▸ **Problem details**
Copy out the data below as written; omit any images.

▸ **Data in this exercise**
=====
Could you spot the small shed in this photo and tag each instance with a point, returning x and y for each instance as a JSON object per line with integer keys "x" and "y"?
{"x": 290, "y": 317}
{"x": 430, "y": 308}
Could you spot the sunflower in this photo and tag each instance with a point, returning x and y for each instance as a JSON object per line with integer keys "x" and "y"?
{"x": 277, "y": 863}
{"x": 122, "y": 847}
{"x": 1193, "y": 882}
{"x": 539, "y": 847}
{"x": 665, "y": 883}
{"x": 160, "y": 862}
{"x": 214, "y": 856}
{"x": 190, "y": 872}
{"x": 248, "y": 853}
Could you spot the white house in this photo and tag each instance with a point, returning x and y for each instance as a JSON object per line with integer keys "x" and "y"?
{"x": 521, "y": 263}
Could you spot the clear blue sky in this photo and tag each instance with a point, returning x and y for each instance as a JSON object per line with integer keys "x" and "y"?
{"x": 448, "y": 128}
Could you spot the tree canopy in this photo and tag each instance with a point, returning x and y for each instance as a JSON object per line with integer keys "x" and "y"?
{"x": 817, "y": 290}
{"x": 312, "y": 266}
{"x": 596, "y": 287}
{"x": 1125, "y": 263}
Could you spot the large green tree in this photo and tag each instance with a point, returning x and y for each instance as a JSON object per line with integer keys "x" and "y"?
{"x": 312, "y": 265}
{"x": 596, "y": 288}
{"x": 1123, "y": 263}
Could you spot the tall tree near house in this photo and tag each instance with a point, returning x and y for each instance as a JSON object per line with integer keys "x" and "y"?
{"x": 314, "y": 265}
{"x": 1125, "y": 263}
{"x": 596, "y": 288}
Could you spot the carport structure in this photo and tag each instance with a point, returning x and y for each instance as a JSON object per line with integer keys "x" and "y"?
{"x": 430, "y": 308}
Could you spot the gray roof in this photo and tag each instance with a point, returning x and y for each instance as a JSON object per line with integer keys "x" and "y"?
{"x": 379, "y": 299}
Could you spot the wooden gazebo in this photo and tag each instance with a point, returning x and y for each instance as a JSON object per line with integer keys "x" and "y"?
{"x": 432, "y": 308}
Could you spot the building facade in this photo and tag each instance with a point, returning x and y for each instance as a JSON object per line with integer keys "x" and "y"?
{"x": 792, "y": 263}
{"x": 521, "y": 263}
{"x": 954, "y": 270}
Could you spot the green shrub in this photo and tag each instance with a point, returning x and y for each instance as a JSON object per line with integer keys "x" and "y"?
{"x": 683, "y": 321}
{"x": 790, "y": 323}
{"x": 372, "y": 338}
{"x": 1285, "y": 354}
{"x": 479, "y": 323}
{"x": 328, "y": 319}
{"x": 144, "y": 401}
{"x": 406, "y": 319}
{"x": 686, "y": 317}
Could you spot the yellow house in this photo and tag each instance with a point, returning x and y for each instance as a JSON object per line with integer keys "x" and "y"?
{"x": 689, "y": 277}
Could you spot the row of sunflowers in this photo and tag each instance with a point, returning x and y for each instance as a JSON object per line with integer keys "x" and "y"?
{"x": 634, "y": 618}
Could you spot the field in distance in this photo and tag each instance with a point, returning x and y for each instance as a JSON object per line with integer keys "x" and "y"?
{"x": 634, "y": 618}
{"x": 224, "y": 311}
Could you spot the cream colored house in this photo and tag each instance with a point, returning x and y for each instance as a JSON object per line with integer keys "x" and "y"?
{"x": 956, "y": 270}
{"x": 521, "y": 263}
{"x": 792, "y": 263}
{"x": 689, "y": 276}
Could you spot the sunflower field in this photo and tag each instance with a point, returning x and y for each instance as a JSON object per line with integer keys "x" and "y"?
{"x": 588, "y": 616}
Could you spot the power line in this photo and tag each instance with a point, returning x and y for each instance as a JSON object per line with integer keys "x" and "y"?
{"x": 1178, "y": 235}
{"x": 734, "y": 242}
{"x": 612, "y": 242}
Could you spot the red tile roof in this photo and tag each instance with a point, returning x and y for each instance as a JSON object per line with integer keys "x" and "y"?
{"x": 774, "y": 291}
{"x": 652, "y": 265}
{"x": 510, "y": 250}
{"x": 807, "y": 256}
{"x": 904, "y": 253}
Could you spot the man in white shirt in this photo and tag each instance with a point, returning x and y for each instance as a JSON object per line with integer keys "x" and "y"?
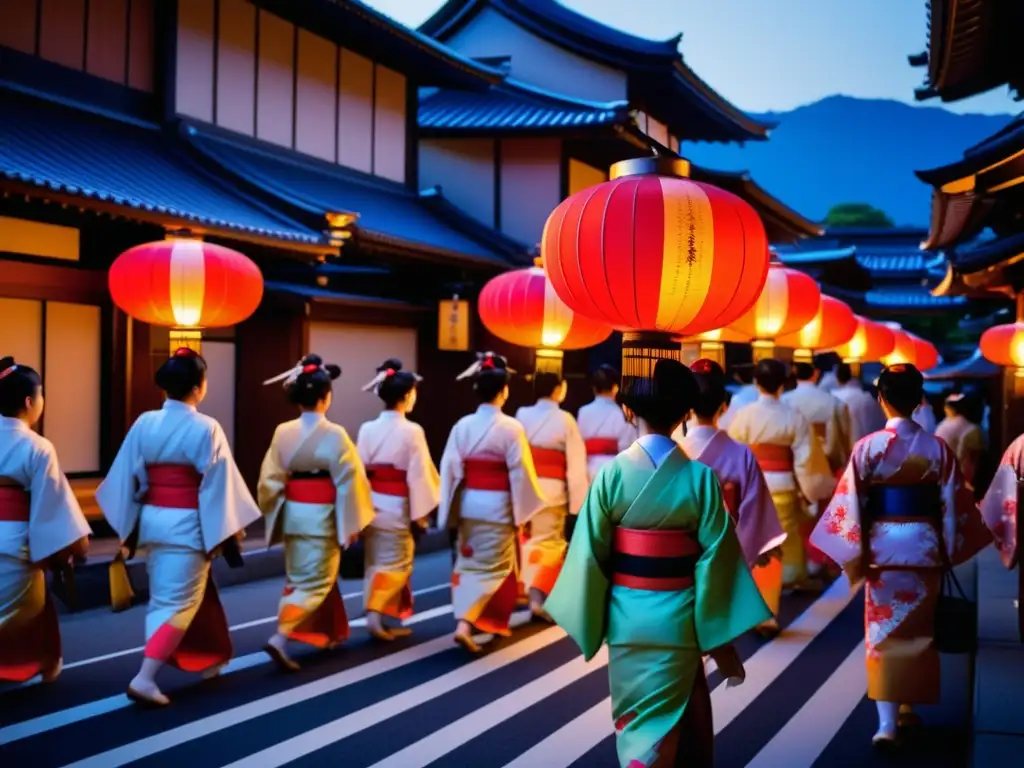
{"x": 865, "y": 413}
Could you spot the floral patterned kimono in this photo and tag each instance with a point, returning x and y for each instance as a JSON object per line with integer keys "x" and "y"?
{"x": 175, "y": 485}
{"x": 488, "y": 487}
{"x": 560, "y": 460}
{"x": 39, "y": 518}
{"x": 406, "y": 488}
{"x": 748, "y": 501}
{"x": 315, "y": 496}
{"x": 912, "y": 541}
{"x": 655, "y": 570}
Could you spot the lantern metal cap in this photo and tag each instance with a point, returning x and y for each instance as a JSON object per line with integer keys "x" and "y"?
{"x": 660, "y": 165}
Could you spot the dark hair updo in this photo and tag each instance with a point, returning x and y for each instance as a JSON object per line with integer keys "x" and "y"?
{"x": 902, "y": 387}
{"x": 181, "y": 373}
{"x": 396, "y": 383}
{"x": 16, "y": 384}
{"x": 312, "y": 383}
{"x": 770, "y": 375}
{"x": 546, "y": 383}
{"x": 663, "y": 399}
{"x": 604, "y": 379}
{"x": 710, "y": 379}
{"x": 491, "y": 377}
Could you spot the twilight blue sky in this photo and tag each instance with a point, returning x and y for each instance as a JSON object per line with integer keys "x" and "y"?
{"x": 776, "y": 54}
=====
▸ **Problem solution**
Could you spot the small shed in this photo and tag each instance with a point, returning x and y for each instance as a JSON object per line with integer keys "x" and "y"?
{"x": 290, "y": 317}
{"x": 430, "y": 308}
Could you spot the sunflower in this photo and tag each instance with a point, returning x and y for each instance as a JSON object per line with integer keys "x" and "y"?
{"x": 277, "y": 863}
{"x": 122, "y": 847}
{"x": 1193, "y": 882}
{"x": 539, "y": 847}
{"x": 665, "y": 883}
{"x": 160, "y": 862}
{"x": 214, "y": 856}
{"x": 190, "y": 872}
{"x": 248, "y": 853}
Could you spot the white house in this photo and tag each instance with a point, returning x and y for each instance as a JSON object per line with integer keys "x" and "y"?
{"x": 521, "y": 263}
Could you spot the clear blue sky in this photo and tag each instance with a point, returning x and y for each instance as a JSON object per line with integer keys "x" and "y"?
{"x": 448, "y": 128}
Could you spot the tree canopy in this photo and tag each instance with a point, returning x and y for each instance as a JSON object per line with integer keys "x" and "y"?
{"x": 817, "y": 290}
{"x": 312, "y": 266}
{"x": 596, "y": 287}
{"x": 1125, "y": 263}
Could you spot the large green tree in this photo and tag each instance with a point, returning x and y for each instance as a JSON object per line with integer keys "x" and "y"?
{"x": 312, "y": 265}
{"x": 596, "y": 288}
{"x": 1123, "y": 263}
Could you spot the tall tree near house in this photo and tag each instance with a point, returning x and y for each instance as a JSON object per line with integer keys "x" and "y"?
{"x": 314, "y": 265}
{"x": 1125, "y": 263}
{"x": 596, "y": 288}
Could you spot the carport structure in this photo and tag each instance with a point, returning x and y for each instance as a JSON object per line with integer keys "x" and "y"?
{"x": 430, "y": 308}
Could you spot the gray roof in this photo and tag each instance with a point, returning x and y for each instance as a JSON object per line with integer keys "x" and "y"?
{"x": 379, "y": 299}
Could you spot the wooden gazebo in this photo and tag each instance with a point, returning x and y for each instance as a JSON object per line with integer keys "x" and "y"?
{"x": 432, "y": 308}
Could you spot the building facade in this photo and tag each instance with a point, returning x and y for each instance as a JSON object per line with integer keys "x" and "y"?
{"x": 792, "y": 263}
{"x": 521, "y": 263}
{"x": 954, "y": 270}
Could you spot the green shrub in this photo and tag each instance with a point, returning x and y for each instance as a JSON object per line with integer keys "x" and "y"?
{"x": 683, "y": 321}
{"x": 790, "y": 323}
{"x": 372, "y": 338}
{"x": 1285, "y": 354}
{"x": 479, "y": 323}
{"x": 328, "y": 319}
{"x": 144, "y": 401}
{"x": 406, "y": 319}
{"x": 686, "y": 317}
Could you spot the yellow house in this photo and tag each instance with a point, returning x and y for each instance as a JSON object per line with integer keys "x" and "y"?
{"x": 689, "y": 277}
Could you spot the row of sunflowers in this photo and tag each instance with a point, returning x and y for each instance as a JSON object per line with integer keys "x" and "y"?
{"x": 634, "y": 618}
Could you spot the field in distance in this photo and tag each instance with a point, returning x and y for each instance as a JSON object per line with integer keys "x" and "y"?
{"x": 634, "y": 618}
{"x": 224, "y": 311}
Could you spot the cream colored house in this photo and tag each instance with a point, returning x and y for each instance as a JSON object per line with integer keys "x" and "y"?
{"x": 956, "y": 270}
{"x": 521, "y": 263}
{"x": 792, "y": 263}
{"x": 689, "y": 276}
Could you spot the sunflower field in this photo and tag each instance with a point, returning x and y for each instance as a JSON object per line with integer keys "x" and "y"?
{"x": 588, "y": 616}
Could you spot the power line in this photo and tag each instance with a point, returning x and y for each instance as a JSON object per line with integer keys "x" and "y"?
{"x": 1178, "y": 235}
{"x": 734, "y": 242}
{"x": 612, "y": 242}
Could you spot the red tile roof in this photo and tag each instance with a point, returning x and y for each instance as a JSON object per line with integer keys "x" and "y"?
{"x": 774, "y": 291}
{"x": 652, "y": 265}
{"x": 510, "y": 250}
{"x": 807, "y": 256}
{"x": 904, "y": 253}
Could you spot the man in white shirt in this photo and tag each instance with a point, returning x and y for each instance as a JSON object per line with integer keys "x" and "y"?
{"x": 865, "y": 413}
Could you spot the floral patterned kimono in this photo and tag each instance with a point, returning x and y for each instance as a JSON object per line with integer keys "x" and "y"?
{"x": 175, "y": 485}
{"x": 488, "y": 487}
{"x": 560, "y": 460}
{"x": 39, "y": 518}
{"x": 406, "y": 488}
{"x": 748, "y": 501}
{"x": 315, "y": 496}
{"x": 912, "y": 541}
{"x": 655, "y": 570}
Could you spot the lantern metal cap in this photo and tag each instance with a point, returning x and y for each instance as a JSON object per line with integer keys "x" and "y"?
{"x": 660, "y": 165}
Could you spot the dark hair updo in this photo and tag each instance with a point, returning x and y for each instance as a JSON object per line with integer keys "x" and "y"?
{"x": 902, "y": 387}
{"x": 181, "y": 373}
{"x": 396, "y": 383}
{"x": 16, "y": 384}
{"x": 312, "y": 383}
{"x": 770, "y": 375}
{"x": 546, "y": 383}
{"x": 663, "y": 399}
{"x": 604, "y": 379}
{"x": 710, "y": 379}
{"x": 491, "y": 377}
Could you spot the twilight blue sky in this photo and tag each instance with a point, returning x and y for each instance as a JSON object per line with integer keys "x" and "y"?
{"x": 776, "y": 54}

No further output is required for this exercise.